Repeat the entire listing exactly.

▶ DATA TO PROCESS
- - - - - - -

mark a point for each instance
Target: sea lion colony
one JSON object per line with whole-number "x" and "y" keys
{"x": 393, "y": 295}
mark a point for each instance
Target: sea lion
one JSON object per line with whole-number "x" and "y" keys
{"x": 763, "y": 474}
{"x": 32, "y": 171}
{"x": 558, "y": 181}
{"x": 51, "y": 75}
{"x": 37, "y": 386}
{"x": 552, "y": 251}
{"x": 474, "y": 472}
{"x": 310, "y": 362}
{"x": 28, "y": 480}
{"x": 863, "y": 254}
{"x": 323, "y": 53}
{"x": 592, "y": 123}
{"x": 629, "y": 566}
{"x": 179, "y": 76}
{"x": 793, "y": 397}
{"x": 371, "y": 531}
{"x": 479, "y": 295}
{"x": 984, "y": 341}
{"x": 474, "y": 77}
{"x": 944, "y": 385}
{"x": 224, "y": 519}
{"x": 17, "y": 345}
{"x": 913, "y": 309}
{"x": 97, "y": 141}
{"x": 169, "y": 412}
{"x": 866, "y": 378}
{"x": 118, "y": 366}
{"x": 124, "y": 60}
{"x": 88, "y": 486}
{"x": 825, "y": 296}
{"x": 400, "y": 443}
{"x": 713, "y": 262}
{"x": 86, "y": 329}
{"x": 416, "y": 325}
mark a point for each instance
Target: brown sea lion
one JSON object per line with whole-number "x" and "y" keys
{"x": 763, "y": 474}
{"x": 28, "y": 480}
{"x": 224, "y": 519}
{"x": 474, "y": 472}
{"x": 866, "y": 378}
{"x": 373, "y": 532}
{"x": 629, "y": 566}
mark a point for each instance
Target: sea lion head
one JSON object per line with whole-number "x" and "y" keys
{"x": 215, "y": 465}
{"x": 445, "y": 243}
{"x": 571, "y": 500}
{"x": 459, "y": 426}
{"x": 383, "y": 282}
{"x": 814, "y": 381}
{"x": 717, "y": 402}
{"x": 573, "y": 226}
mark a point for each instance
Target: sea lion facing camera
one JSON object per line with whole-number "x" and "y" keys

- - - - - - -

▶ WRITTEN SOLUTION
mark a point for each instance
Target: sea lion colony
one JSON object per line with whole-number "x" and "y" keys
{"x": 393, "y": 295}
mark a point for each instance
Target: sea lion
one JSON object per line with whole-number "x" and "y" keys
{"x": 763, "y": 474}
{"x": 32, "y": 171}
{"x": 558, "y": 181}
{"x": 51, "y": 75}
{"x": 37, "y": 386}
{"x": 552, "y": 251}
{"x": 474, "y": 472}
{"x": 310, "y": 362}
{"x": 28, "y": 480}
{"x": 863, "y": 254}
{"x": 323, "y": 53}
{"x": 592, "y": 123}
{"x": 629, "y": 566}
{"x": 179, "y": 76}
{"x": 793, "y": 397}
{"x": 371, "y": 531}
{"x": 479, "y": 295}
{"x": 984, "y": 341}
{"x": 474, "y": 77}
{"x": 944, "y": 385}
{"x": 224, "y": 519}
{"x": 17, "y": 345}
{"x": 913, "y": 309}
{"x": 97, "y": 141}
{"x": 169, "y": 412}
{"x": 866, "y": 378}
{"x": 118, "y": 366}
{"x": 124, "y": 60}
{"x": 88, "y": 486}
{"x": 825, "y": 296}
{"x": 400, "y": 443}
{"x": 713, "y": 262}
{"x": 86, "y": 329}
{"x": 416, "y": 325}
mark a point for each instance
Target: brown sea lion
one JSON object per line with whole-number "x" and "y" keys
{"x": 763, "y": 474}
{"x": 28, "y": 480}
{"x": 224, "y": 519}
{"x": 474, "y": 472}
{"x": 866, "y": 378}
{"x": 373, "y": 532}
{"x": 629, "y": 566}
mark a point for each instance
Target: sea lion head
one JSON object per line with whole-number "x" and "y" keys
{"x": 215, "y": 465}
{"x": 445, "y": 243}
{"x": 571, "y": 500}
{"x": 459, "y": 426}
{"x": 383, "y": 282}
{"x": 814, "y": 381}
{"x": 717, "y": 402}
{"x": 573, "y": 226}
mark a point for each instance
Target: sea lion facing camera
one JSON object per line with whole-number "x" and "y" keys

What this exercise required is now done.